_WORK REQUIRED_: Retype, word for word, the line containing "One pin marks each instance of the flower petal." and every line after it to the end. Skip pictures.

-- START OF TASK DATA --

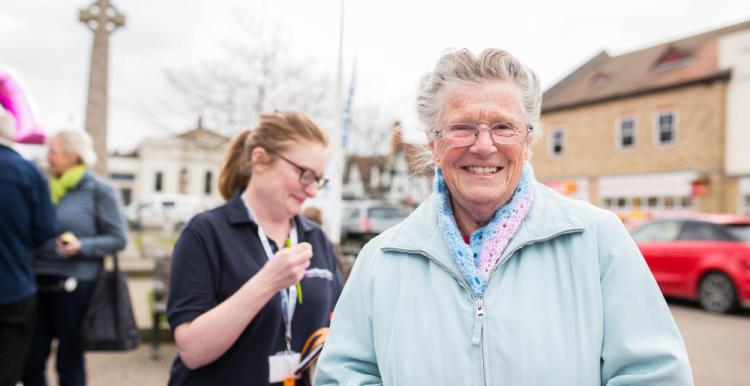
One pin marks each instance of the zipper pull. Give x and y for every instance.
(476, 337)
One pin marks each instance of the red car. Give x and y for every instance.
(705, 258)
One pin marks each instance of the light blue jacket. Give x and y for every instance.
(571, 303)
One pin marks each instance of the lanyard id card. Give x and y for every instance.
(281, 367)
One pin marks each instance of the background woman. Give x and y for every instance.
(496, 279)
(66, 268)
(252, 279)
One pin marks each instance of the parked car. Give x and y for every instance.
(706, 258)
(163, 210)
(364, 219)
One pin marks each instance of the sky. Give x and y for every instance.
(394, 43)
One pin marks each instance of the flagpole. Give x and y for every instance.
(334, 217)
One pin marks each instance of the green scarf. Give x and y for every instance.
(59, 186)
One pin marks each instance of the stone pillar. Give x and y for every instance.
(102, 18)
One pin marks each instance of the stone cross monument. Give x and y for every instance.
(102, 18)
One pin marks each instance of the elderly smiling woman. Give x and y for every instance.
(496, 279)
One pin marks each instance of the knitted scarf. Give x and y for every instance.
(59, 186)
(476, 261)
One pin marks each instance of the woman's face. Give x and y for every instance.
(58, 158)
(481, 177)
(280, 179)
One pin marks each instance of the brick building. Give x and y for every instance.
(661, 129)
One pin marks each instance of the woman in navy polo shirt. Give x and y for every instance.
(252, 280)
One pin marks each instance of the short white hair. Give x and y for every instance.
(78, 142)
(7, 125)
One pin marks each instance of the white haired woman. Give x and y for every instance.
(67, 267)
(496, 279)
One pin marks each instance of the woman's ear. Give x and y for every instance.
(434, 150)
(259, 158)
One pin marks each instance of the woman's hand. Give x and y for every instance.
(67, 244)
(287, 266)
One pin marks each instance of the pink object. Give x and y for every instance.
(17, 102)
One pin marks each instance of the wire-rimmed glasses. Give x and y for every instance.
(306, 176)
(502, 133)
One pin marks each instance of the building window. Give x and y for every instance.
(158, 181)
(208, 183)
(184, 183)
(557, 141)
(127, 196)
(665, 127)
(626, 132)
(122, 176)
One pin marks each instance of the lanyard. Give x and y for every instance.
(288, 295)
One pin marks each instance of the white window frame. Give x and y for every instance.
(618, 132)
(551, 148)
(657, 128)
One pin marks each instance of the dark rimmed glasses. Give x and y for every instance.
(502, 133)
(306, 176)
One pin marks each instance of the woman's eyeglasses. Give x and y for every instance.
(306, 176)
(502, 133)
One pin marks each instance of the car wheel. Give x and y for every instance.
(716, 293)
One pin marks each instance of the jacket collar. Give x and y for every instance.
(237, 214)
(550, 216)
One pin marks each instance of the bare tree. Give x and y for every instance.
(370, 131)
(258, 72)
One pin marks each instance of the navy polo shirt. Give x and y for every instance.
(217, 252)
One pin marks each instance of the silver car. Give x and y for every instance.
(364, 219)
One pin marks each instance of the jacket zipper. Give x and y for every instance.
(476, 337)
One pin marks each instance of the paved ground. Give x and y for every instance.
(718, 345)
(719, 348)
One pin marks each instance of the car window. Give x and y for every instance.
(701, 231)
(384, 212)
(659, 231)
(740, 231)
(350, 213)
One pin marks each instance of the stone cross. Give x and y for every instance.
(102, 18)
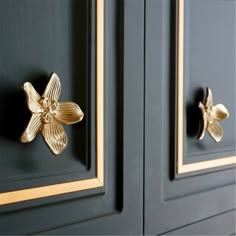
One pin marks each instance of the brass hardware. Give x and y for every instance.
(182, 167)
(210, 116)
(79, 185)
(48, 115)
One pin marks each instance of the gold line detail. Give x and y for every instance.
(75, 186)
(181, 167)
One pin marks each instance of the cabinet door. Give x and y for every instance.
(95, 185)
(190, 45)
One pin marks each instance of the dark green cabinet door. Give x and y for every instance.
(41, 36)
(199, 202)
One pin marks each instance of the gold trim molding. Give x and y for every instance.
(181, 167)
(98, 181)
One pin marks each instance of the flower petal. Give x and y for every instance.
(204, 122)
(32, 128)
(215, 131)
(209, 100)
(53, 88)
(68, 113)
(220, 112)
(55, 137)
(32, 98)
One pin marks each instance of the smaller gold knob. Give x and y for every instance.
(210, 116)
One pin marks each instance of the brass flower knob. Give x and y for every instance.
(48, 115)
(210, 116)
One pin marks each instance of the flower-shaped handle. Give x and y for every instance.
(210, 116)
(48, 115)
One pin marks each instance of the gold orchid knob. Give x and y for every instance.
(48, 115)
(210, 116)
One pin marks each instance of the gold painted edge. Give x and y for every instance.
(100, 91)
(75, 186)
(181, 167)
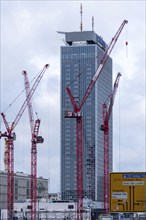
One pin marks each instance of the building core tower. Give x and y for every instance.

-- END OF TASK DATA --

_SOLVED PROBLEM_:
One pin marks each instance of the flower petal. Give x and y for every instance.
(204, 122)
(32, 128)
(215, 131)
(209, 100)
(53, 88)
(68, 113)
(220, 112)
(55, 137)
(32, 98)
One pin marks each instance of the smaller gold knob. Give x and y for every instance.
(210, 116)
One pin marks each instance of the brass flower knob. Give x and y for every instance.
(48, 115)
(210, 116)
One pin marks each instance of the flower-shaped handle. Give x and y for every instance.
(210, 116)
(48, 115)
One pin marks each instance of the gold orchid knob. Give x and y for every instance.
(48, 115)
(210, 116)
One pin marks each instance of the gold painted edge. Give x and y for every instance.
(100, 91)
(75, 186)
(181, 167)
One pin marks each instance of the building core tower. Give x and y for every instance.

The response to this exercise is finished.